* _What needs to be done_: Only a number is wanted: how many lines in these records contain the word "utility"?

* _Record set_:
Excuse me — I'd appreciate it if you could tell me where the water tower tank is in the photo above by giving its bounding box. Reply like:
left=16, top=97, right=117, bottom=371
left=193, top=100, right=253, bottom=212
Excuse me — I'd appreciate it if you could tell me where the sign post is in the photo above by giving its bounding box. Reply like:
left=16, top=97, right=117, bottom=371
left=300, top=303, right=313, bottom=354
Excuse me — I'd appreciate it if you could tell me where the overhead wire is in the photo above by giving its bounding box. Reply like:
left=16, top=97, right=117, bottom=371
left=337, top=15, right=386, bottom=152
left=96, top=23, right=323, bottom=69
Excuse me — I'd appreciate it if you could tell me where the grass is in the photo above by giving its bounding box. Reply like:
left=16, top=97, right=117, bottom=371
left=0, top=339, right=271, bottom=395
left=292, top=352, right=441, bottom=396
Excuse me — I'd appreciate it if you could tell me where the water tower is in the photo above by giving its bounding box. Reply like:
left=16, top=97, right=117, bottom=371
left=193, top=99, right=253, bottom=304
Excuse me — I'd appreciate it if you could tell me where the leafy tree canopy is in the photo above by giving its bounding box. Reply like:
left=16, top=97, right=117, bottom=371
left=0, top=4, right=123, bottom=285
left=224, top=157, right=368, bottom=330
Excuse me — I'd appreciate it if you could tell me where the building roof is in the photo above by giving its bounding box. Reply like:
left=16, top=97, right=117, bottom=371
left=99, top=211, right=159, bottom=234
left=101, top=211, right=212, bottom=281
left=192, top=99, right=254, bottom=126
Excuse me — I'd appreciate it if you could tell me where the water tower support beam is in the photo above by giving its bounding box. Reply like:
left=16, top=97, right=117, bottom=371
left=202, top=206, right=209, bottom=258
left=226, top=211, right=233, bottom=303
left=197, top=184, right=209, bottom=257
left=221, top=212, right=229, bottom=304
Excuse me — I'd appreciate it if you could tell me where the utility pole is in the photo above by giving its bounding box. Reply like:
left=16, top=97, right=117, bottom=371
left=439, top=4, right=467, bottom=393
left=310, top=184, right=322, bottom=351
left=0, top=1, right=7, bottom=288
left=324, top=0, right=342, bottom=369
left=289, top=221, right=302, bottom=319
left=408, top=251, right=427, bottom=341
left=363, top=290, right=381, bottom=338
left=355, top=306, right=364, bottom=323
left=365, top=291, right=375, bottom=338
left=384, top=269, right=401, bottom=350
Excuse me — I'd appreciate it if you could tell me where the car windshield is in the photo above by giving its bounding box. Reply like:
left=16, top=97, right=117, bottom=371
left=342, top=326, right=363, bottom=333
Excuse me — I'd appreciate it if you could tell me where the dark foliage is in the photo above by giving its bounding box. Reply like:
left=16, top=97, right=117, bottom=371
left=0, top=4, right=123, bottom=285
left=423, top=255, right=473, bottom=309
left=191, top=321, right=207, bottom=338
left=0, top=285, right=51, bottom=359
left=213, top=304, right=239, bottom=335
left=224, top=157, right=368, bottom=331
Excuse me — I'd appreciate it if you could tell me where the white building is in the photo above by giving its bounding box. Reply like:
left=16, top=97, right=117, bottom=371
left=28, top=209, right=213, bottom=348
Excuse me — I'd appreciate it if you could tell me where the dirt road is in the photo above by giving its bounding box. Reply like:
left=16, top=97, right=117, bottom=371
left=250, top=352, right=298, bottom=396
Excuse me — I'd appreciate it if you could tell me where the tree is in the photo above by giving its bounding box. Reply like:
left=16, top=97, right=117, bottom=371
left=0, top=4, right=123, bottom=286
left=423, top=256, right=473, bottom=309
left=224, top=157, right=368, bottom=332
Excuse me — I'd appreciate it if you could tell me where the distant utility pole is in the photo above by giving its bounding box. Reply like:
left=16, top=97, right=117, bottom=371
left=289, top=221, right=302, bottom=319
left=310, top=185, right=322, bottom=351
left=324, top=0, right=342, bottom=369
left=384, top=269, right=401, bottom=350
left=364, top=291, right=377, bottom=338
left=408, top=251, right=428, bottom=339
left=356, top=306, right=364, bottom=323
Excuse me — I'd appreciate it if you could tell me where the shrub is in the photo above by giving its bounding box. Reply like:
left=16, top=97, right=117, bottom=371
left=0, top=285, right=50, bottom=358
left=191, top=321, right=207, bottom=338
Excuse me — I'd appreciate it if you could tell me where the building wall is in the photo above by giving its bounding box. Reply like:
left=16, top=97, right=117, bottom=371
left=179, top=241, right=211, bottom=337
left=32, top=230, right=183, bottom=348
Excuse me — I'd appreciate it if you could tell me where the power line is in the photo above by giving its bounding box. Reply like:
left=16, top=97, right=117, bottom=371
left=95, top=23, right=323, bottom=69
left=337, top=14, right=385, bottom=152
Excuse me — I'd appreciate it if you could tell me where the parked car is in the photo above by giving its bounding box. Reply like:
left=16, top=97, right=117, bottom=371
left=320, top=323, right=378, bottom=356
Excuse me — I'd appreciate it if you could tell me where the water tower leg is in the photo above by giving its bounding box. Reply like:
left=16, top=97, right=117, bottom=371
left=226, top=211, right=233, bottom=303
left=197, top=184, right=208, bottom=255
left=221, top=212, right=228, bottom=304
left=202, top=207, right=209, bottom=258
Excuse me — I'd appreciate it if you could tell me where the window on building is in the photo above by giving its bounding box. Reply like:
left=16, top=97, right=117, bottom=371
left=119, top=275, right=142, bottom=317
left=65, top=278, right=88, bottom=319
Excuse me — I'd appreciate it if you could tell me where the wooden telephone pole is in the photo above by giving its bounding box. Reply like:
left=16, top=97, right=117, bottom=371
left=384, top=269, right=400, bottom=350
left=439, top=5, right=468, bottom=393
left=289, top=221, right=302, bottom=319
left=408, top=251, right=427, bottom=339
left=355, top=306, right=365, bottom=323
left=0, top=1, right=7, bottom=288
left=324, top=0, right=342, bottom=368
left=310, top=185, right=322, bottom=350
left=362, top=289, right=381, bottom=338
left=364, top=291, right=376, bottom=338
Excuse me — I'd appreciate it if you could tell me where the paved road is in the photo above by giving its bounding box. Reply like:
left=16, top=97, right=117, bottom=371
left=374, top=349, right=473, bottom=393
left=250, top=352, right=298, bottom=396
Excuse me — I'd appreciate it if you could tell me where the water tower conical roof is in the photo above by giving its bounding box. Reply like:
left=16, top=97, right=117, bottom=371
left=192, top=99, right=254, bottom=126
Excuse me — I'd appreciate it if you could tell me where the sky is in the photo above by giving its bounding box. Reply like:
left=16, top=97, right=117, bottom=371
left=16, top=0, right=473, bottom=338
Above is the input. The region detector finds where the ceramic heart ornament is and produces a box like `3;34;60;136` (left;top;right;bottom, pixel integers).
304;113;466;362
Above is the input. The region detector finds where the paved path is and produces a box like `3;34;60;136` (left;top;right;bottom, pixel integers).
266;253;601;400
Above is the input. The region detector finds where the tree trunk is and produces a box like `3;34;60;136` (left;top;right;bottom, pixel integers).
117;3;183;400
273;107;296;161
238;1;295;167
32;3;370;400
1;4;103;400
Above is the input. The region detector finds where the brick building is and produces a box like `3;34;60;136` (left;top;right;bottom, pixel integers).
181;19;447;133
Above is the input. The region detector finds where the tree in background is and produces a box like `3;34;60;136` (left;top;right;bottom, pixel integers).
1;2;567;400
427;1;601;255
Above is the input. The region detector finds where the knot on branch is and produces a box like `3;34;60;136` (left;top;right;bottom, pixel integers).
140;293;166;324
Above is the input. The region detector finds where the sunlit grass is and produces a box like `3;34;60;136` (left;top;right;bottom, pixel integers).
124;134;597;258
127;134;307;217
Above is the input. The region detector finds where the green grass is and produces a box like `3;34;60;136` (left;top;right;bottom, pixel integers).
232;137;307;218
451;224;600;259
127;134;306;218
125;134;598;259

* * *

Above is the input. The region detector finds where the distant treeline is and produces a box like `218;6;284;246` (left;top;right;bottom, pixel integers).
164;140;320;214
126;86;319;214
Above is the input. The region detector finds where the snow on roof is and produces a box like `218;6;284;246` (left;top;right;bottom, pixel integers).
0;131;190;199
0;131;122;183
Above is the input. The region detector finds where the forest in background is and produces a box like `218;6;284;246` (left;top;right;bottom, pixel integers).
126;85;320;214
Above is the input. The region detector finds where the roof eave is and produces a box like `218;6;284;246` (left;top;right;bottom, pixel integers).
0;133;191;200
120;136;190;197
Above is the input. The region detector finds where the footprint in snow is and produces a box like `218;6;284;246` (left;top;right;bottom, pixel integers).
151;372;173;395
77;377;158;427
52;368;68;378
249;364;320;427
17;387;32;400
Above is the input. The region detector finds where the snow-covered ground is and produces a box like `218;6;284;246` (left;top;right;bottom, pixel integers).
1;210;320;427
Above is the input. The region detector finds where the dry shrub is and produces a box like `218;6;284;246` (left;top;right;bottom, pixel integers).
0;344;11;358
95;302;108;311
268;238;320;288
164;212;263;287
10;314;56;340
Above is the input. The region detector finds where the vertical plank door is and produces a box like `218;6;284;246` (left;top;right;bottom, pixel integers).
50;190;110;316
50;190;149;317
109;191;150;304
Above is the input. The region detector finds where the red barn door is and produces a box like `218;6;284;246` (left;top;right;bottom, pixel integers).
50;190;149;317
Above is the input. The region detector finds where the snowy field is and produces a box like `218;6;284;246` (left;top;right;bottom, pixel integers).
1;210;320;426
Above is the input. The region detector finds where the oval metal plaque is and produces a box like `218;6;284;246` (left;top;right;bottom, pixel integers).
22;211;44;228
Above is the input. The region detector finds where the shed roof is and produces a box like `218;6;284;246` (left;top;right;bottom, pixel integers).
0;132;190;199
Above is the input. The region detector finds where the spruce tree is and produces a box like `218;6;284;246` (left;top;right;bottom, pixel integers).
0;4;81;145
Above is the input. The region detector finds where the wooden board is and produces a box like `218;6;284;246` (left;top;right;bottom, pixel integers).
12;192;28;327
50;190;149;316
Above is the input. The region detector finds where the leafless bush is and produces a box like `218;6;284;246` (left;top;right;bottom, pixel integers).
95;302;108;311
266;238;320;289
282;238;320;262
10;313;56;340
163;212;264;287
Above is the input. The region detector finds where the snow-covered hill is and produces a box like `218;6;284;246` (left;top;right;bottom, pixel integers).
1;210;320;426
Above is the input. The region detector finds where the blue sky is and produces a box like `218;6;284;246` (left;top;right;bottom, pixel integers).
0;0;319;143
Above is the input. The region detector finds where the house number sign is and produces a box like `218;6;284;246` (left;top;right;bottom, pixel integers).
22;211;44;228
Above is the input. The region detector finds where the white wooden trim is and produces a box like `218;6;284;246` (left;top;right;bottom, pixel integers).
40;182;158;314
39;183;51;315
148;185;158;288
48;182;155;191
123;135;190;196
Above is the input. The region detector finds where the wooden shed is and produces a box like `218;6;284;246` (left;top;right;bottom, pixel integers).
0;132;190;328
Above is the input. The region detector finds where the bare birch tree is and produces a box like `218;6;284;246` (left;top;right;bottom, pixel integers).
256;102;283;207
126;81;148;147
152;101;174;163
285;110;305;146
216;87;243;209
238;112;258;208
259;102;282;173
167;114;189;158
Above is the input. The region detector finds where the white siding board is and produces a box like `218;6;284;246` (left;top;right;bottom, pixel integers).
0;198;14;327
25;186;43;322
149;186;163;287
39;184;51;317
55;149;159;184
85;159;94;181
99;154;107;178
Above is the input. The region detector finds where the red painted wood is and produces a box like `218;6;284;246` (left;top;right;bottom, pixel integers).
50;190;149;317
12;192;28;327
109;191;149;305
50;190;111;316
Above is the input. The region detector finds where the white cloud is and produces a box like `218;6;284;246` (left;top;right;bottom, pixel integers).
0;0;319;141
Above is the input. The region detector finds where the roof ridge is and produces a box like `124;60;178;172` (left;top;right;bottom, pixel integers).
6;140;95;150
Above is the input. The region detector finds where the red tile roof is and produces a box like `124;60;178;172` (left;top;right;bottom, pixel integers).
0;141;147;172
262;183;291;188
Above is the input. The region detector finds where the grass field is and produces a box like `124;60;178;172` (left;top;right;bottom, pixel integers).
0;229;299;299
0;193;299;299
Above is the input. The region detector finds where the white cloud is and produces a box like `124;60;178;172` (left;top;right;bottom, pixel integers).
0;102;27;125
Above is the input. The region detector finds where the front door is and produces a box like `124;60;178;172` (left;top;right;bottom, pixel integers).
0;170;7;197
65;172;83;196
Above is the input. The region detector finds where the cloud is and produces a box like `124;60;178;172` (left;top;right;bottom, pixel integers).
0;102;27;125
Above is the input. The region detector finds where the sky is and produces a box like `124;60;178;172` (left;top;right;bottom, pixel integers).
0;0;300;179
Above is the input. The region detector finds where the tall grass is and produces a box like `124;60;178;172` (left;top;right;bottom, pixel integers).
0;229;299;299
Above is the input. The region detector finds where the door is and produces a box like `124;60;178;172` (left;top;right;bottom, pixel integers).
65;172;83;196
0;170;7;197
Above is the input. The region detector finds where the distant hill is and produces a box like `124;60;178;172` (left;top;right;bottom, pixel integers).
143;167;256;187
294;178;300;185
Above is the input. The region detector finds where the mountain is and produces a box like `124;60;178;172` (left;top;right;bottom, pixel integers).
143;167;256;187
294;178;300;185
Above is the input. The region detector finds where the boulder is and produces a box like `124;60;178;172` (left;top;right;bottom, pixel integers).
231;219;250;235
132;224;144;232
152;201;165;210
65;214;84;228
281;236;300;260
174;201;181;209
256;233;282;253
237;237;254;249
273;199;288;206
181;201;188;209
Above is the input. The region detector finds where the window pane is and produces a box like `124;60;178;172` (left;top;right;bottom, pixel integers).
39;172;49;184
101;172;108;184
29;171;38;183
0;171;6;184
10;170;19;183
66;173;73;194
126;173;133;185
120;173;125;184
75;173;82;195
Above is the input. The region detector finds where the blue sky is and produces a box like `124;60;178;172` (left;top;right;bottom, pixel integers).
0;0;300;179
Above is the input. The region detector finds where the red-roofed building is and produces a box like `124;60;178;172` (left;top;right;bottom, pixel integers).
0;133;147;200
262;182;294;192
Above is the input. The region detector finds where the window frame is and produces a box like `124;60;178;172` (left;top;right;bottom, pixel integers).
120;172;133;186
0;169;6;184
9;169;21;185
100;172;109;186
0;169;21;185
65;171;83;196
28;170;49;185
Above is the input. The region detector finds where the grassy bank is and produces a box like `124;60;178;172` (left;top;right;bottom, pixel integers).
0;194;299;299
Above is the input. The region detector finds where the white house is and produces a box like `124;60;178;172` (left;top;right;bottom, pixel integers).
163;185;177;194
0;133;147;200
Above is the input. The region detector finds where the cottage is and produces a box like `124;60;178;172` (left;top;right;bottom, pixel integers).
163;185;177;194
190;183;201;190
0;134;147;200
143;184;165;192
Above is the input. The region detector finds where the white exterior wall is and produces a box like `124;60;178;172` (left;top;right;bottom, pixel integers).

* * *

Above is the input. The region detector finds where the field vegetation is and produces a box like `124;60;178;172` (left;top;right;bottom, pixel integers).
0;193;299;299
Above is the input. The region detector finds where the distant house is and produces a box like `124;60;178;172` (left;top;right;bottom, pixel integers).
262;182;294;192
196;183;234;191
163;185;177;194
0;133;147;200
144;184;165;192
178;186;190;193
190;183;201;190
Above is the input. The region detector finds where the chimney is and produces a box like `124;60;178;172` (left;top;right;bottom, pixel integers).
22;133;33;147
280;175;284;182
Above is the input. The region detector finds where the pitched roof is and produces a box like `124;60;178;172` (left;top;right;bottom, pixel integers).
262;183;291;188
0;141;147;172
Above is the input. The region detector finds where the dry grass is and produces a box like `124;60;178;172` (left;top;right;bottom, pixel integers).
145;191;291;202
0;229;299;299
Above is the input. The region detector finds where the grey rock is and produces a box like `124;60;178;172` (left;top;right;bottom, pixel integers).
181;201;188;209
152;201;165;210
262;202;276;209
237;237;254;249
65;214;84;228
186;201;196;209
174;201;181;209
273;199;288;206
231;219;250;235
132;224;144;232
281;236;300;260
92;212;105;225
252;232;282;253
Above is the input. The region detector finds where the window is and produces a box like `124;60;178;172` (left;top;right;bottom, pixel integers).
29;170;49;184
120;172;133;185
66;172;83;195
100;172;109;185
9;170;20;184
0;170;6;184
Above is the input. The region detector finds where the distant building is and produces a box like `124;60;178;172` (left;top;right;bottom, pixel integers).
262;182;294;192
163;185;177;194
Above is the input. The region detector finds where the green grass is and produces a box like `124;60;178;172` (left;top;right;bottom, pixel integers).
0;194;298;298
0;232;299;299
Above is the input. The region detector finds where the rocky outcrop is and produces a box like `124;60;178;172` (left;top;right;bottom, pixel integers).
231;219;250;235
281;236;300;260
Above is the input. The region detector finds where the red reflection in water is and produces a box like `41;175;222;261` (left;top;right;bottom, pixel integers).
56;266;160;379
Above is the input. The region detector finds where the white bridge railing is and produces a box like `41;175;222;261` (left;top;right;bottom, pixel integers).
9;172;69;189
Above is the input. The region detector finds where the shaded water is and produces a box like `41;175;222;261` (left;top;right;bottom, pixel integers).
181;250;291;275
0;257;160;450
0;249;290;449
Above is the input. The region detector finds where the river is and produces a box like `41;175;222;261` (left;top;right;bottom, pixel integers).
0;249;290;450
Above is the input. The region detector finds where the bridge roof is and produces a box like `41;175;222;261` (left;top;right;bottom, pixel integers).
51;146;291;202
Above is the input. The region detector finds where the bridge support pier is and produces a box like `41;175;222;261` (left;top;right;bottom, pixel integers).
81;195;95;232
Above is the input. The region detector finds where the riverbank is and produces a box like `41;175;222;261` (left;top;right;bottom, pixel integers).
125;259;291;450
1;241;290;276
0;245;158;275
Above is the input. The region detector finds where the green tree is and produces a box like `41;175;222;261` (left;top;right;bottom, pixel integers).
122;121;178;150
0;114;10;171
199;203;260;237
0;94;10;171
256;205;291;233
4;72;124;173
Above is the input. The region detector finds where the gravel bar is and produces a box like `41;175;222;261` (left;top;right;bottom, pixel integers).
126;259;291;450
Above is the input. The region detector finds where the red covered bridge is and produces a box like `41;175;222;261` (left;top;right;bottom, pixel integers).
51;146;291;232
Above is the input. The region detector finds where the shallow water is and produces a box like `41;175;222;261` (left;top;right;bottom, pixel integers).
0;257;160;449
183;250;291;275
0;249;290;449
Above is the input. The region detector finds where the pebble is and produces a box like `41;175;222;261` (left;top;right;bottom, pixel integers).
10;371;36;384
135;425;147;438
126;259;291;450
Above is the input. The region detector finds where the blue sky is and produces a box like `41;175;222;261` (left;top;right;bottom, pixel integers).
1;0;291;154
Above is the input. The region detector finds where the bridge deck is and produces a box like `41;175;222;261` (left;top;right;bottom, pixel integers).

* _Answer space_: 2